**Set tasks:**
- a) Write out the part of the biography of Martyn Brabbins from "Martyn Charles Brabbins" to "the Leningrad Conservatory.", word for word.
- b) Substitute "example layout" for "sample layout" in the records, in the lines from the line with "trace tree, every instance" to the line with "156 91 L 156", both included. Give back only those lines, with nothing else changed.

**Excerpt provided:**
··········
= Martyn Brabbins =

British conductor

Martyn Charles Brabbins (born 13 August 1959) is a British conductor, who has held posts in the UK and beyond and has an extensive discography.

==Biography==
The fourth of five children in his family, he learned to play the euphonium, and then the trombone during his youth at Towcester Studio Brass Band. He later studied composition at Goldsmiths, University of London. He subsequently studied conducting for two years with Ilya Musin at the Leningrad Conservatory.

Brabbins first came to international attention when he was awarded first prize at the Leeds Conductors Competition in 1988. Between 1994 and 2005, Brabbins was Associate Principal Conductor of the BBC Scottish Symphony Orchestra. He became principal conductor of 'Sinfonia 21' in 1994. He was artistic director of the Cheltenham Music Festival from 2005 to 2007. During his Cheltenham tenure, he established a new ensemble, the Festival Players. In Leeds, he created a new chamber music series called "Music in Transition". On 17 July 2011, Brabbins conducted the 6th live performance of Havergal Brian's Symphony No. 1 "The Gothic", at The Proms, which was later released on a Hyperion commercial recording. Brabbins was subsequently named president of the Havergal Brian Society. Brabbins is also conductor laureate of the Huddersfield Choral Society, with which he recorded Elgar's Dream of Gerontius in April 2025. In 2002, Brabbins founded a training course for aspiring conductors at the St Magnus International Festival in Orkney, which he continues to co-direct. He is currently honorary president of the Edinburgh Royal Choral Union.
··········
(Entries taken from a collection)
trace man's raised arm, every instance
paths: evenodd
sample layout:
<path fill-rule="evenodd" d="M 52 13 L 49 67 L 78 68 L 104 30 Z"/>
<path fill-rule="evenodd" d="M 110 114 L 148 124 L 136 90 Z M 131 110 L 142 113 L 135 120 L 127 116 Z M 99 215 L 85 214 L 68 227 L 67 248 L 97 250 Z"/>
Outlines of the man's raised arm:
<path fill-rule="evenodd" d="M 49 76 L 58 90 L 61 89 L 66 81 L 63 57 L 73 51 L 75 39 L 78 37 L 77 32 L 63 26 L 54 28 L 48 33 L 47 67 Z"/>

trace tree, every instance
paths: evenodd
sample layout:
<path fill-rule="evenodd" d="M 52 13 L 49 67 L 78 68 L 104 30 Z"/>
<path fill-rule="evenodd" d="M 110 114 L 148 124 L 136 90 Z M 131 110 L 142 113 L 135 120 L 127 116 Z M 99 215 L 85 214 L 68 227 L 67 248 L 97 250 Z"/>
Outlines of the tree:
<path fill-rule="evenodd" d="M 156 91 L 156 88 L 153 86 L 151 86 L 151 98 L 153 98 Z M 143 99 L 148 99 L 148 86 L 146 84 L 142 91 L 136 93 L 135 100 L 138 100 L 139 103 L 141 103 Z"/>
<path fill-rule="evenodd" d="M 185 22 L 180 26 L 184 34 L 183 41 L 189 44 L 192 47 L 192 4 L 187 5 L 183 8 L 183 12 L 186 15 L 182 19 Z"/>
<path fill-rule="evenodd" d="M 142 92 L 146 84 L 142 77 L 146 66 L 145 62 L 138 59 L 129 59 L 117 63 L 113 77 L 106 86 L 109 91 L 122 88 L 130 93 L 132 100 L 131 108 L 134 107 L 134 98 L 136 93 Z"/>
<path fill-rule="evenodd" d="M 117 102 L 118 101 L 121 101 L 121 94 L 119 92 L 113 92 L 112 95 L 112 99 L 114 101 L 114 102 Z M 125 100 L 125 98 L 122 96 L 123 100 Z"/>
··········
**Answers for the tasks:**
- a)
Martyn Charles Brabbins (born 13 August 1959) is a British conductor, who has held posts in the UK and beyond and has an extensive discography.

==Biography==
The fourth of five children in his family, he learned to play the euphonium, and then the trombone during his youth at Towcester Studio Brass Band. He later studied composition at Goldsmiths, University of London. He subsequently studied conducting for two years with Ilya Musin at the Leningrad Conservatory.

- b)
trace tree, every instance
paths: evenodd
example layout:
<path fill-rule="evenodd" d="M 52 13 L 49 67 L 78 68 L 104 30 Z"/>
<path fill-rule="evenodd" d="M 110 114 L 148 124 L 136 90 Z M 131 110 L 142 113 L 135 120 L 127 116 Z M 99 215 L 85 214 L 68 227 L 67 248 L 97 250 Z"/>
Outlines of the tree:
<path fill-rule="evenodd" d="M 156 91 L 156 88 L 153 86 L 151 86 L 151 98 L 153 98 Z M 143 99 L 148 99 L 148 86 L 146 84 L 142 91 L 136 93 L 135 100 L 138 100 L 139 103 L 141 103 Z"/>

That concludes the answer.